* [GIVEN TASK]
Can you write out the whole listing exactly?

* BEGIN *

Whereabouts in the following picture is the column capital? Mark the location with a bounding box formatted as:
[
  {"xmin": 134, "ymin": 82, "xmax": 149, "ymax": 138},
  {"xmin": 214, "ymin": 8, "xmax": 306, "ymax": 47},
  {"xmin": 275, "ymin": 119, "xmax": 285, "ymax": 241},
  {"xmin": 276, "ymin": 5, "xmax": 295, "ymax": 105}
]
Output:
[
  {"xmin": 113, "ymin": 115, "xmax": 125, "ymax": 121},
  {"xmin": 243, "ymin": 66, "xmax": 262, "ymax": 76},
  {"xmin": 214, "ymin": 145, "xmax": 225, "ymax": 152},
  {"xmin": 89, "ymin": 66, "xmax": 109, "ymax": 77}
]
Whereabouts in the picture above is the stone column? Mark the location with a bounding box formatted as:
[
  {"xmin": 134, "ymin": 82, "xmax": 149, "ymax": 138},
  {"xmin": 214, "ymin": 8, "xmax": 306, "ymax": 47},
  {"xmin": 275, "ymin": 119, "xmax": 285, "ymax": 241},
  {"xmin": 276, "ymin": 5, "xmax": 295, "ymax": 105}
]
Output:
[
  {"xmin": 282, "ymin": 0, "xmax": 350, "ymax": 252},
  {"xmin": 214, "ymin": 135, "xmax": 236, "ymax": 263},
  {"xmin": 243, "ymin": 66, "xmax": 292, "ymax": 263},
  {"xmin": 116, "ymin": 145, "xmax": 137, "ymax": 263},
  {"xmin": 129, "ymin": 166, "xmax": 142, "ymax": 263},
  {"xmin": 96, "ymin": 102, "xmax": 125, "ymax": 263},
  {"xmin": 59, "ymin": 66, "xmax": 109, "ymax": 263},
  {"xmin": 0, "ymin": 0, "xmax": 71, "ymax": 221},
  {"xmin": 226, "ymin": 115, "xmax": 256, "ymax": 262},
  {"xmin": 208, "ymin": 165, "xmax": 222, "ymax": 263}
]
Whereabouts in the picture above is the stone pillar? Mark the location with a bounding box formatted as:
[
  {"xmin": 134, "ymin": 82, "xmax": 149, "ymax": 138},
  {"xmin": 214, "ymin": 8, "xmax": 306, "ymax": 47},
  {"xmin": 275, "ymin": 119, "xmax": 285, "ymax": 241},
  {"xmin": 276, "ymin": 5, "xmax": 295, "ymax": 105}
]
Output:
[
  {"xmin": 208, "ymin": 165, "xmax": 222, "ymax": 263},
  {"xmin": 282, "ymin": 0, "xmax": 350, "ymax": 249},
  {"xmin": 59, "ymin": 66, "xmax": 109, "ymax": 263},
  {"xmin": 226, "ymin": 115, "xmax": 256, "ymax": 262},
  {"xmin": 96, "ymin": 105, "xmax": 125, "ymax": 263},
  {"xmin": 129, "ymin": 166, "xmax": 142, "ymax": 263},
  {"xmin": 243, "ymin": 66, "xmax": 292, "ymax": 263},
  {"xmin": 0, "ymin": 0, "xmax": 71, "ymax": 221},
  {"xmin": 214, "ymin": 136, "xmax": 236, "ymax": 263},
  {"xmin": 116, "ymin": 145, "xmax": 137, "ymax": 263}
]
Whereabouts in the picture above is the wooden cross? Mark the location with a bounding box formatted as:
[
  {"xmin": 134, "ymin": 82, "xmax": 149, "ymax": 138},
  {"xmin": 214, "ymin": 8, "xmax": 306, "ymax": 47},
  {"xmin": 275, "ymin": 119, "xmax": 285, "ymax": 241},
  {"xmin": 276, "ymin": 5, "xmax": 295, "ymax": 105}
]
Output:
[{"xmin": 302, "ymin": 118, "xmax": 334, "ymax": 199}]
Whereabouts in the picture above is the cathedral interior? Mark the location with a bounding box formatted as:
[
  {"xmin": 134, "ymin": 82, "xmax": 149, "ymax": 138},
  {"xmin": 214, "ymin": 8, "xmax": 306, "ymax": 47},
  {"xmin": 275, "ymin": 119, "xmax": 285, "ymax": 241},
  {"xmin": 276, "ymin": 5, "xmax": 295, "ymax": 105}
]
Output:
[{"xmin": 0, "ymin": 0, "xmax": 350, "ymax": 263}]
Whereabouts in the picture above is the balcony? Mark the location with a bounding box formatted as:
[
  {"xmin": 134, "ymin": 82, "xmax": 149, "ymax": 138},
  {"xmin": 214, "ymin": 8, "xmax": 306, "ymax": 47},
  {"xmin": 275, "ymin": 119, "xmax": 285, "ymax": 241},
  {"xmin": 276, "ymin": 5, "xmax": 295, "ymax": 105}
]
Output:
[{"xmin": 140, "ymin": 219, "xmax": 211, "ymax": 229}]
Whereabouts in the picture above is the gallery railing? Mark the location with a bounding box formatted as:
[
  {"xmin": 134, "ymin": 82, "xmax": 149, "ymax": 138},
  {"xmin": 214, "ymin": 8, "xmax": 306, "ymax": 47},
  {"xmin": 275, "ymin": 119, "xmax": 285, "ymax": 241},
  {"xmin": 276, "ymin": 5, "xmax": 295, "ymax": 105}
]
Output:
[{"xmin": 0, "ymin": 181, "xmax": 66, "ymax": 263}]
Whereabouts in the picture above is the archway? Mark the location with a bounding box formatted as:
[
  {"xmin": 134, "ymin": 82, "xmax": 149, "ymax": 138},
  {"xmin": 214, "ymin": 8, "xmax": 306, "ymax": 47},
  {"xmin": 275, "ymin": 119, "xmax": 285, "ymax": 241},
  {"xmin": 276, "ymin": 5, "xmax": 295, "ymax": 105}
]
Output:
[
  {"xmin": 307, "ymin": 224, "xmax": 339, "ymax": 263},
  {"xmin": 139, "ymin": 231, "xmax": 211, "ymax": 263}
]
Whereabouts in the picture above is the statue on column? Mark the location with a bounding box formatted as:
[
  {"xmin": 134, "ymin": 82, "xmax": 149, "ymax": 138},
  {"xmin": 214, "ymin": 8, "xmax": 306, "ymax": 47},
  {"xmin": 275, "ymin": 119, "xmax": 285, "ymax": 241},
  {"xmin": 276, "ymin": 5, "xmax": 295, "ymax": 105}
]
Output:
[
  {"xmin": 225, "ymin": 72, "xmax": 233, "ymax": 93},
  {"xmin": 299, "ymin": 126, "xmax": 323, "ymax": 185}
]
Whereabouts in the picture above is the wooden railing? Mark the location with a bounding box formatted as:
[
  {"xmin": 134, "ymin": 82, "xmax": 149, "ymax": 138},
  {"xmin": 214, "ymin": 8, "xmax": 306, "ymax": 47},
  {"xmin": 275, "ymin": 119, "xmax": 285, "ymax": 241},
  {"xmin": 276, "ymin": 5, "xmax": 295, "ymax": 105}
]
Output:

* END *

* [ANSWER TO THE EXERCISE]
Whereabouts in the following picture is the column capital? Mark the location with a bounding box formatted as:
[
  {"xmin": 134, "ymin": 82, "xmax": 149, "ymax": 138},
  {"xmin": 214, "ymin": 8, "xmax": 306, "ymax": 47},
  {"xmin": 275, "ymin": 119, "xmax": 285, "ymax": 241},
  {"xmin": 276, "ymin": 5, "xmax": 295, "ymax": 105}
]
Output:
[
  {"xmin": 113, "ymin": 115, "xmax": 125, "ymax": 121},
  {"xmin": 243, "ymin": 66, "xmax": 262, "ymax": 76},
  {"xmin": 214, "ymin": 145, "xmax": 225, "ymax": 152},
  {"xmin": 89, "ymin": 66, "xmax": 109, "ymax": 77}
]
Whereabouts in the picture above is the stone column? Mark the location with a bounding box formatted as:
[
  {"xmin": 134, "ymin": 82, "xmax": 149, "ymax": 138},
  {"xmin": 214, "ymin": 8, "xmax": 306, "ymax": 47},
  {"xmin": 275, "ymin": 119, "xmax": 285, "ymax": 241},
  {"xmin": 276, "ymin": 5, "xmax": 295, "ymax": 105}
]
Output:
[
  {"xmin": 282, "ymin": 0, "xmax": 350, "ymax": 252},
  {"xmin": 214, "ymin": 135, "xmax": 236, "ymax": 263},
  {"xmin": 243, "ymin": 66, "xmax": 292, "ymax": 263},
  {"xmin": 116, "ymin": 145, "xmax": 137, "ymax": 263},
  {"xmin": 129, "ymin": 166, "xmax": 142, "ymax": 263},
  {"xmin": 96, "ymin": 102, "xmax": 125, "ymax": 263},
  {"xmin": 59, "ymin": 66, "xmax": 109, "ymax": 263},
  {"xmin": 0, "ymin": 0, "xmax": 71, "ymax": 221},
  {"xmin": 226, "ymin": 115, "xmax": 256, "ymax": 262},
  {"xmin": 208, "ymin": 165, "xmax": 222, "ymax": 263}
]
Whereabouts in the picture above is the stone pillar? Mark the location with a bounding box formatted as:
[
  {"xmin": 134, "ymin": 82, "xmax": 149, "ymax": 138},
  {"xmin": 214, "ymin": 8, "xmax": 306, "ymax": 47},
  {"xmin": 275, "ymin": 119, "xmax": 285, "ymax": 241},
  {"xmin": 276, "ymin": 5, "xmax": 295, "ymax": 105}
]
Output:
[
  {"xmin": 208, "ymin": 165, "xmax": 222, "ymax": 263},
  {"xmin": 282, "ymin": 0, "xmax": 350, "ymax": 249},
  {"xmin": 59, "ymin": 66, "xmax": 109, "ymax": 263},
  {"xmin": 226, "ymin": 115, "xmax": 256, "ymax": 262},
  {"xmin": 96, "ymin": 105, "xmax": 125, "ymax": 263},
  {"xmin": 129, "ymin": 166, "xmax": 142, "ymax": 263},
  {"xmin": 243, "ymin": 66, "xmax": 292, "ymax": 263},
  {"xmin": 0, "ymin": 0, "xmax": 71, "ymax": 221},
  {"xmin": 214, "ymin": 136, "xmax": 236, "ymax": 263},
  {"xmin": 116, "ymin": 145, "xmax": 137, "ymax": 263}
]
Whereabouts in the picture above is the wooden cross? Mark the location with a bounding box formatted as:
[
  {"xmin": 134, "ymin": 82, "xmax": 149, "ymax": 138},
  {"xmin": 214, "ymin": 8, "xmax": 306, "ymax": 47},
  {"xmin": 275, "ymin": 119, "xmax": 285, "ymax": 241},
  {"xmin": 276, "ymin": 5, "xmax": 295, "ymax": 105}
]
Output:
[{"xmin": 302, "ymin": 118, "xmax": 334, "ymax": 199}]
Whereabouts in the picture above is the cathedral interior? Mark the location with a bounding box formatted as:
[
  {"xmin": 134, "ymin": 82, "xmax": 149, "ymax": 138},
  {"xmin": 214, "ymin": 8, "xmax": 306, "ymax": 47},
  {"xmin": 275, "ymin": 119, "xmax": 285, "ymax": 241},
  {"xmin": 276, "ymin": 5, "xmax": 295, "ymax": 105}
]
Output:
[{"xmin": 0, "ymin": 0, "xmax": 350, "ymax": 263}]
Whereabouts in the picture above is the balcony? Mark the location with a bounding box formatted as:
[
  {"xmin": 134, "ymin": 82, "xmax": 149, "ymax": 138},
  {"xmin": 214, "ymin": 8, "xmax": 306, "ymax": 47},
  {"xmin": 275, "ymin": 119, "xmax": 285, "ymax": 241},
  {"xmin": 276, "ymin": 5, "xmax": 295, "ymax": 105}
]
Output:
[{"xmin": 140, "ymin": 219, "xmax": 211, "ymax": 229}]
Whereabouts in the picture above is the gallery railing? Mark the location with a bounding box formatted as:
[
  {"xmin": 134, "ymin": 82, "xmax": 149, "ymax": 138},
  {"xmin": 214, "ymin": 8, "xmax": 306, "ymax": 47},
  {"xmin": 275, "ymin": 119, "xmax": 285, "ymax": 241},
  {"xmin": 276, "ymin": 5, "xmax": 295, "ymax": 105}
]
Output:
[{"xmin": 0, "ymin": 181, "xmax": 66, "ymax": 263}]
Whereabouts in the picture above is the archway? Mark the location with a bounding box formatted as:
[
  {"xmin": 134, "ymin": 82, "xmax": 149, "ymax": 138},
  {"xmin": 214, "ymin": 8, "xmax": 306, "ymax": 47},
  {"xmin": 275, "ymin": 119, "xmax": 285, "ymax": 241},
  {"xmin": 276, "ymin": 5, "xmax": 295, "ymax": 105}
]
Output:
[
  {"xmin": 307, "ymin": 224, "xmax": 339, "ymax": 263},
  {"xmin": 139, "ymin": 231, "xmax": 211, "ymax": 263}
]
Whereabouts in the picture above is the statue on column? Mark the location with a bounding box formatted as:
[
  {"xmin": 134, "ymin": 82, "xmax": 149, "ymax": 138},
  {"xmin": 214, "ymin": 8, "xmax": 306, "ymax": 47},
  {"xmin": 275, "ymin": 119, "xmax": 285, "ymax": 241},
  {"xmin": 276, "ymin": 5, "xmax": 295, "ymax": 105}
]
Output:
[
  {"xmin": 225, "ymin": 72, "xmax": 233, "ymax": 93},
  {"xmin": 299, "ymin": 126, "xmax": 323, "ymax": 185}
]
Whereabouts in the picture above is the wooden railing? Mark the location with a bounding box formatted as:
[
  {"xmin": 134, "ymin": 82, "xmax": 149, "ymax": 138},
  {"xmin": 214, "ymin": 8, "xmax": 306, "ymax": 47},
  {"xmin": 275, "ymin": 119, "xmax": 285, "ymax": 241},
  {"xmin": 276, "ymin": 5, "xmax": 295, "ymax": 105}
]
Output:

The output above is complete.